═══ RECORDS SHOWN

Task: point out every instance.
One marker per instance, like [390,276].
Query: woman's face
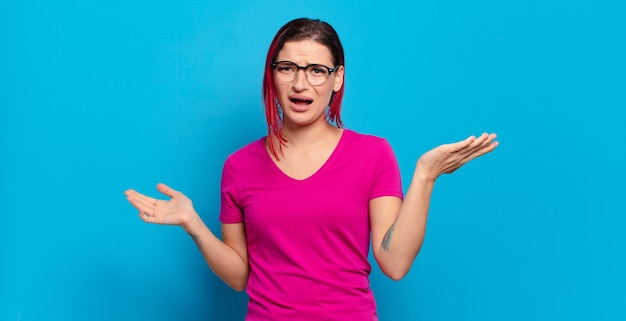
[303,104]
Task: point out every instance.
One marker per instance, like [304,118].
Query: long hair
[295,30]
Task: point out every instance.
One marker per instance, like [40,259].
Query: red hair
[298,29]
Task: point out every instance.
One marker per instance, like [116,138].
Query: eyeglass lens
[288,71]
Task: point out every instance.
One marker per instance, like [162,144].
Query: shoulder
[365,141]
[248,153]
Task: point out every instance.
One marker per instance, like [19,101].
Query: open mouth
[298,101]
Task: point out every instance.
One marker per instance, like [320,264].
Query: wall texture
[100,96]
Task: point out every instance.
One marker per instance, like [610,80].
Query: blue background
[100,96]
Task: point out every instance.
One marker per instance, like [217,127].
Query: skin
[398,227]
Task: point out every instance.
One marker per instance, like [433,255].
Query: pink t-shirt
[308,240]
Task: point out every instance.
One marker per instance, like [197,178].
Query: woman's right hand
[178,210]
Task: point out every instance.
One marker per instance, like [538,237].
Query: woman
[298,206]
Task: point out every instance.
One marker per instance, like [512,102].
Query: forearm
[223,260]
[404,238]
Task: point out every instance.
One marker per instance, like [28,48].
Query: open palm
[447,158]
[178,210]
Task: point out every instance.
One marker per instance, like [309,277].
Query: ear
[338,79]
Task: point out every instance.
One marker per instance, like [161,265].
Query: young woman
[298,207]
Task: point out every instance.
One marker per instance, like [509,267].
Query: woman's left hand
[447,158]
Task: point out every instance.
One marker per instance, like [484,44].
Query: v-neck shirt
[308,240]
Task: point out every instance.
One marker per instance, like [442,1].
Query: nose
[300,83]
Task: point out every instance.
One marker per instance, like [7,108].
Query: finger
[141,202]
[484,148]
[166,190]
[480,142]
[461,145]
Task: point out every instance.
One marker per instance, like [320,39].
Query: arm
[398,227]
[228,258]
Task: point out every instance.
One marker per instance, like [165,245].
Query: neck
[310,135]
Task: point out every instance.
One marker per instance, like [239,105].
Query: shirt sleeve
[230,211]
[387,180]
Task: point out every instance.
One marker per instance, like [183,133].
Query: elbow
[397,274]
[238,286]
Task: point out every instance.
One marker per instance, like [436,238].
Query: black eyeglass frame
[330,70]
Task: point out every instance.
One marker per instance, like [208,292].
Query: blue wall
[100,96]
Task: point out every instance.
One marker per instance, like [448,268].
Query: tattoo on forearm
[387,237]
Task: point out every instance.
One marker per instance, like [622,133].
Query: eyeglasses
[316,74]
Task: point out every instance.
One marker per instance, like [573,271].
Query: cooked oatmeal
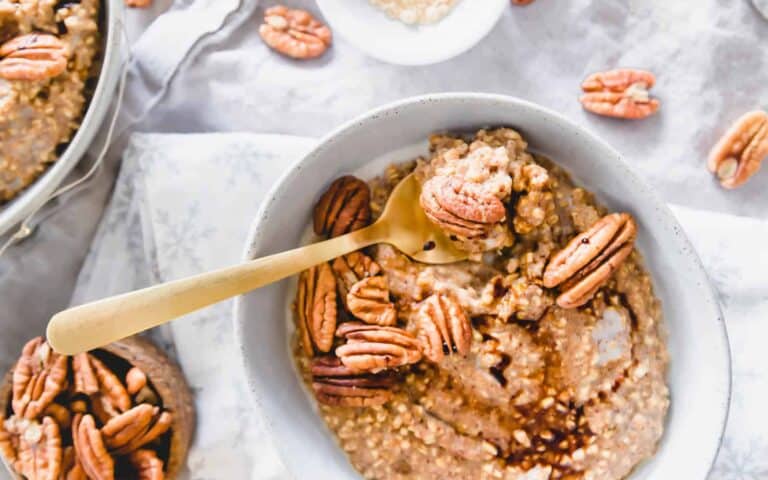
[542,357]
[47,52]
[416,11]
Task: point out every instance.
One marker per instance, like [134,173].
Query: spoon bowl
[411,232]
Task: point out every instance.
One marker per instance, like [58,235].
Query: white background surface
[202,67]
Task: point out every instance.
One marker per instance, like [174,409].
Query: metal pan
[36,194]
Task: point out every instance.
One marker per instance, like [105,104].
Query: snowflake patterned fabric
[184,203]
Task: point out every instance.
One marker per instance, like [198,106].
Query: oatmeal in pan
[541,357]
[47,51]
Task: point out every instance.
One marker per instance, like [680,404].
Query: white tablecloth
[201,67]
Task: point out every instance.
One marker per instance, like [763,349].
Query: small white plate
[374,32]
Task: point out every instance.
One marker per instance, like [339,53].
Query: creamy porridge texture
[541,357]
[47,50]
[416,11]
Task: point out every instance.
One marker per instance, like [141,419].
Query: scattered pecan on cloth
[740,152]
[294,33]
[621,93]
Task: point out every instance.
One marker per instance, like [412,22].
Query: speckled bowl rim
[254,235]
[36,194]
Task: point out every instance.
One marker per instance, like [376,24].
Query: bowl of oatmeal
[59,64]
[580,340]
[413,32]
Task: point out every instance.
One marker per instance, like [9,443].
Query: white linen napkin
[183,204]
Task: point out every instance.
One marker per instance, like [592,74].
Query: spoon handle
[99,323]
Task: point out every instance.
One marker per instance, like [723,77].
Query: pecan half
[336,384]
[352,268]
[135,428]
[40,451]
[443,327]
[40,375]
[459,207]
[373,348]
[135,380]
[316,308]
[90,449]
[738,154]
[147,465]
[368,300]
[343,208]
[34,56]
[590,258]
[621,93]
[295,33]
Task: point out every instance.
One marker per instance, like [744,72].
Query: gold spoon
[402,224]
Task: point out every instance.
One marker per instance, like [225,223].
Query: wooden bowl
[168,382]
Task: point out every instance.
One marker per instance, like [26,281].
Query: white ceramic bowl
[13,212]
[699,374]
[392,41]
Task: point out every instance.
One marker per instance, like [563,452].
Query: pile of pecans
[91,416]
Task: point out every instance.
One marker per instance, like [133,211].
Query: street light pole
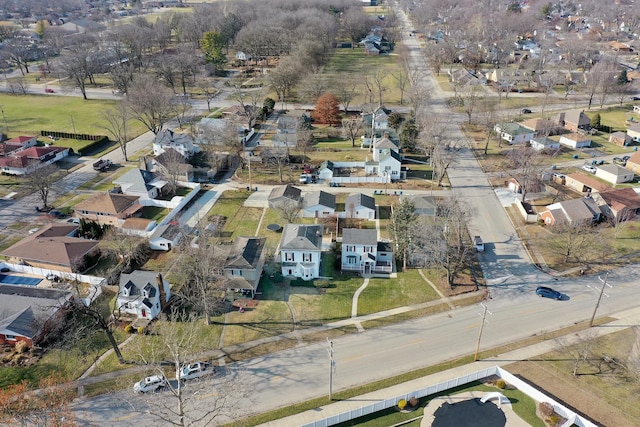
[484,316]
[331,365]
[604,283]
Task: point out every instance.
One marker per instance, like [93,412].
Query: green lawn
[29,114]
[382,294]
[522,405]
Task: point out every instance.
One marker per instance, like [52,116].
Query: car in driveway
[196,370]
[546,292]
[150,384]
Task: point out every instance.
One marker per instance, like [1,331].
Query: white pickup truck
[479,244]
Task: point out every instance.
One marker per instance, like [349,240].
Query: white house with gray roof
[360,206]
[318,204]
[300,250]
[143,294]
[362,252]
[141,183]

══════

EXERCISE GOAL: Render the records above word for word and leave the pictures out.

EXPECTED OUTPUT:
Task: point out every instance.
One marker per instance, like [390,276].
Query: woman's face
[303,104]
Task: point out every instance.
One marker per instance, like [304,118].
Query: long hair
[295,30]
Task: point out every instance.
One marker per instance, like [40,259].
Query: red hair
[298,29]
Task: point out every instance.
One marker per instance, like [116,138].
Query: eyeglass lens
[288,71]
Task: point out every instance.
One marker per instance, like [162,144].
Query: shoulder
[365,141]
[248,153]
Task: point out every instance.
One marker per instance, like [19,101].
Query: open mouth
[298,101]
Task: point out every instance.
One marker per instance, like [320,264].
Query: wall texture
[100,96]
Task: point out every instance.
One marker per instance, like [610,80].
Query: blue background
[100,96]
Task: point out every instance.
One marker per instance, like [217,127].
Query: skin
[398,227]
Task: point out every instance.
One marker per instance, like [433,255].
Query: pink t-shirt
[308,240]
Task: point out every instance.
One marker per instance, like [197,178].
Query: woman's right hand
[178,210]
Task: point out every instance.
One marker per instance, like [538,237].
Query: woman
[298,206]
Task: point out every instance.
One marker per instance, like [512,102].
Query: forearm
[223,260]
[404,238]
Task: point out every instance.
One marker per instance, like [28,48].
Query: open palm
[447,158]
[178,210]
Task: point out every instance.
One marker per instance, like [309,277].
Query: ear
[338,79]
Task: point out every instance.
One marker per instance, like [161,265].
Query: young woman
[298,207]
Task: point out every instance.
One marker per instance, like [509,267].
Query: woman's left hand
[447,158]
Task: point out every instance.
One marker per instance, like [484,44].
Query: v-neck shirt
[308,240]
Task: point out every instance.
One marker per instance, like [442,1].
Query: nose
[300,83]
Task: point out every instance.
One marker per instance, like [7,108].
Query: finger
[141,202]
[484,148]
[166,190]
[480,142]
[461,145]
Task: point out every instance.
One marker per instance, like [320,39].
Query: arm
[398,227]
[228,258]
Task: point out every instance.
One marker per instance, like [165,245].
Query: neck
[310,135]
Task: point out every instance.
One marker per instance, like [239,105].
Query: shirt sleeve
[230,211]
[387,180]
Task: point out every instance.
One marker per instance, like [183,133].
Query: elbow
[397,274]
[238,286]
Task: point out every instance.
One marker per instance, like [436,238].
Query: black eyeglass frame
[330,70]
Task: point out every instance.
One marker per instance, like [208,292].
Query: blue wall
[100,96]
Task: point out every instance.
One marker per instance, like [448,268].
Query: tattoo on forearm
[387,237]
Task: point out every instance.
One marker per instance, like [622,133].
Query: eyeglasses
[316,74]
Task: point out every instance.
One marker per instance, like [573,271].
Query: cooked oatmeal
[542,357]
[47,52]
[416,11]
Task: point out every instance.
One marker per instance, like [134,173].
Query: spoon bowl
[411,232]
Task: point out every instance.
One marker per instance, like [58,235].
Query: white background surface
[202,67]
Task: point out every instance.
One marker per instance, like [174,409].
Query: metal pan
[36,194]
Task: point out every instance.
One marker per instance, like [105,104].
Query: snowflake patterned fabric
[184,203]
Task: point out every instance.
One marker per instance, like [198,106].
Query: oatmeal in pan
[541,357]
[47,51]
Task: point out every instance.
One marker per instance, like [680,404].
Query: white tablecloth
[201,67]
Task: point out every instance.
One marker per instance, like [763,349].
Query: small white plate
[374,32]
Task: point out every instance.
One marker per instance, like [339,53].
Query: creamy porridge texture
[541,357]
[47,50]
[416,11]
Task: point out every instance.
One marker per instance, like [141,419].
Query: scattered pecan on cloth
[740,152]
[294,33]
[621,93]
Task: point out every instance.
One marker per instance, like [412,22].
Query: speckled bowl rim
[254,235]
[36,194]
Task: point out every instance.
One marker per instance, like [376,24].
Query: bowl of oatmeal
[59,64]
[580,340]
[413,32]
Task: point out every instance.
One marker per instance, like [9,443].
Query: white linen napkin
[183,204]
Task: point out every instance.
One marker per instance, like [592,74].
Query: spoon handle
[99,323]
Task: point out every instance.
One marker per instance, like [723,77].
Query: pecan half
[336,384]
[352,268]
[135,428]
[40,451]
[443,327]
[40,375]
[459,207]
[373,348]
[135,380]
[316,308]
[90,449]
[738,154]
[147,465]
[368,300]
[343,208]
[34,56]
[590,258]
[621,93]
[295,33]
Task: point out every instance.
One marker per instance, like [744,72].
Query: gold spoon
[402,224]
Task: point out every instance.
One marker per instance, like [225,223].
Query: wooden bowl
[168,382]
Task: point out every instance.
One marker per instance, like [26,281].
Query: white ceramic bowl
[13,212]
[699,374]
[392,41]
Task: point out every instance.
One marker per instance, like [563,452].
Query: pile of pecans
[91,416]
Task: point out every instance.
One marker per instance, like [133,211].
Query: street light pole
[484,316]
[331,365]
[604,283]
Task: point out every instance.
One marker per instance, like [93,412].
Query: green lawn
[29,114]
[382,294]
[522,405]
Task: point out every instance.
One marker per instance, like [52,116].
Query: car in driveway
[196,370]
[546,292]
[150,384]
Task: point out every instance.
One marker per instance, like [1,331].
Query: white pickup truck
[479,244]
Task: point out every instance.
One marker per instance, like [349,240].
Query: white house with gray roof
[360,206]
[318,204]
[300,250]
[143,294]
[362,252]
[141,183]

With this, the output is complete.